◆ **Selected passage**
* start *

Which relievers might be in line to vulture a save or win today?

Welcome back to the newest edition of our Reliever Ranks series! This will bring you up-to-date bullpen depth charts every morning for the day’s games and makes for an excellent tool for those looking to stream saves or wins. This series runs seven days a week, so check in every morning to get your daily bullpen fix!

 

Notes

 

Transaction and Schedule Notes

 

  • Every team played on Wednesday but only two-thirds of the league is in action today.
  • 10 teams have today off and will be able to rest their bullpens before the weekend. Teams with no game on Thursday include BOS, TB, TOR, DET, KC, LAA, TEX, NYM, WSH, & ARZ.

 

  • The Chicago White Sox reinstated right-hander Matt Foster from the bereavement list, returning one of the core holds options back into a bullpen that is missing some major pieces right now. He will knock Tanner Banks out of late innings action and will be counted on to help solidify the relief corps with Liam Hendriks and Aaron Bummer on the shelf.
  • Jimmy Herget, a holds option for the Los Angeles Angels, was placed on the 15-day IL with a right shoulder impingement. The right-hander will be replaced by the newly recalled Oliver Ortega who racked up five holds and a 3.81 ERA (26 IP) prior to his demotion.
  • The Pittsburgh Pirates DFA’d holds option Heath Hembree after the right-hander struggled to a 7.16 ERA (16.1 IP) while striking out just 15.6% of the batters he faced. With his best possible replacements on the injured list, 24-year-old rookie right-hander Yerry De Los Santos will slot into the chart.

* end *

Write out the entire bullpen update word for word. The data has no connection to the bullpen update.

◆ **Stored records**
* start *

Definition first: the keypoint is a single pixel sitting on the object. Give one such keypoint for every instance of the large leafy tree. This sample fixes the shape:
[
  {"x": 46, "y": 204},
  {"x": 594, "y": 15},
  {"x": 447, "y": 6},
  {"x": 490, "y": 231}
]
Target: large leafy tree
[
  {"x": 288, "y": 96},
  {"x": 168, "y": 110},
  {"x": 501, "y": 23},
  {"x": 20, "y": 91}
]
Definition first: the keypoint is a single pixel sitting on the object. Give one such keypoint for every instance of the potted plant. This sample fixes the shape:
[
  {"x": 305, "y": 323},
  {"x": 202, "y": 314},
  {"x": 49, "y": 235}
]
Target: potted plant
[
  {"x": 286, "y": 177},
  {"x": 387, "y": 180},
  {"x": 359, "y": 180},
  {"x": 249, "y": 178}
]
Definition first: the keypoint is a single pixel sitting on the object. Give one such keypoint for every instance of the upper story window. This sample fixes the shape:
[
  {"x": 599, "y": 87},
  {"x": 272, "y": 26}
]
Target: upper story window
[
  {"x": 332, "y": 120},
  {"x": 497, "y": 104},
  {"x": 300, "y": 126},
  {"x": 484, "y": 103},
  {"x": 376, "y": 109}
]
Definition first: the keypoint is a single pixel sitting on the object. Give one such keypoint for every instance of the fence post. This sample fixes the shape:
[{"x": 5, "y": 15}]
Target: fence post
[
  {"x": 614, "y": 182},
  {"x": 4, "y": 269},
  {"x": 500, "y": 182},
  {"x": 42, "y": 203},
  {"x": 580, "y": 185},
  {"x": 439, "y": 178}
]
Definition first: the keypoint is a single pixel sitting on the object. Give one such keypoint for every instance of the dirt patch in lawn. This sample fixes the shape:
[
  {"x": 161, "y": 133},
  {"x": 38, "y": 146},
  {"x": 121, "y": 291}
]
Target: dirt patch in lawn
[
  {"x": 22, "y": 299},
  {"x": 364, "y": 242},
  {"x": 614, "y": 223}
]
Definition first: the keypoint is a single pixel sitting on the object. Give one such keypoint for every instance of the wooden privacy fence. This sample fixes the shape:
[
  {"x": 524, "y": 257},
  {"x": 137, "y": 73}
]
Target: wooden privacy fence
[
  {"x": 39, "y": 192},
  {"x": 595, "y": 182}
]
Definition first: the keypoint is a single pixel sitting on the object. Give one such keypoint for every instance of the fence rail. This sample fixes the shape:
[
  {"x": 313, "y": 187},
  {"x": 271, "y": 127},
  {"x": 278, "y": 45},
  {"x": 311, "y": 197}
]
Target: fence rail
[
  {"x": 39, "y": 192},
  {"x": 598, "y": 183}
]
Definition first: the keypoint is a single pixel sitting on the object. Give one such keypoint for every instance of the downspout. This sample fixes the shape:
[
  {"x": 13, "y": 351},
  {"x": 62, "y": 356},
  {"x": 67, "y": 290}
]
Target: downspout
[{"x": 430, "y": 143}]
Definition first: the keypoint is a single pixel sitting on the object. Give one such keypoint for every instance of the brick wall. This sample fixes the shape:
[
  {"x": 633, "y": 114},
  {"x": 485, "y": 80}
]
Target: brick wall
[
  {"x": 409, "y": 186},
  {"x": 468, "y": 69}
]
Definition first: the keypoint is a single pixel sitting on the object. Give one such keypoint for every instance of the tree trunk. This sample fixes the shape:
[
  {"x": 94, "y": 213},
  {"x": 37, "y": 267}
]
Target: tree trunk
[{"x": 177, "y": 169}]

* end *

◆ **Solution to this exercise**
Which relievers might be in line to vulture a save or win today?

Welcome back to the newest edition of our Reliever Ranks series! This will bring you up-to-date bullpen depth charts every morning for the day’s games and makes for an excellent tool for those looking to stream saves or wins. This series runs seven days a week, so check in every morning to get your daily bullpen fix!

 

Notes

 

Transaction and Schedule Notes

 

  • Every team played on Wednesday but only two-thirds of the league is in action today.
  • 10 teams have today off and will be able to rest their bullpens before the weekend. Teams with no game on Thursday include BOS, TB, TOR, DET, KC, LAA, TEX, NYM, WSH, & ARZ.

 

  • The Chicago White Sox reinstated right-hander Matt Foster from the bereavement list, returning one of the core holds options back into a bullpen that is missing some major pieces right now. He will knock Tanner Banks out of late innings action and will be counted on to help solidify the relief corps with Liam Hendriks and Aaron Bummer on the shelf.
  • Jimmy Herget, a holds option for the Los Angeles Angels, was placed on the 15-day IL with a right shoulder impingement. The right-hander will be replaced by the newly recalled Oliver Ortega who racked up five holds and a 3.81 ERA (26 IP) prior to his demotion.
  • The Pittsburgh Pirates DFA’d holds option Heath Hembree after the right-hander struggled to a 7.16 ERA (16.1 IP) while striking out just 15.6% of the batters he faced. With his best possible replacements on the injured list, 24-year-old rookie right-hander Yerry De Los Santos will slot into the chart.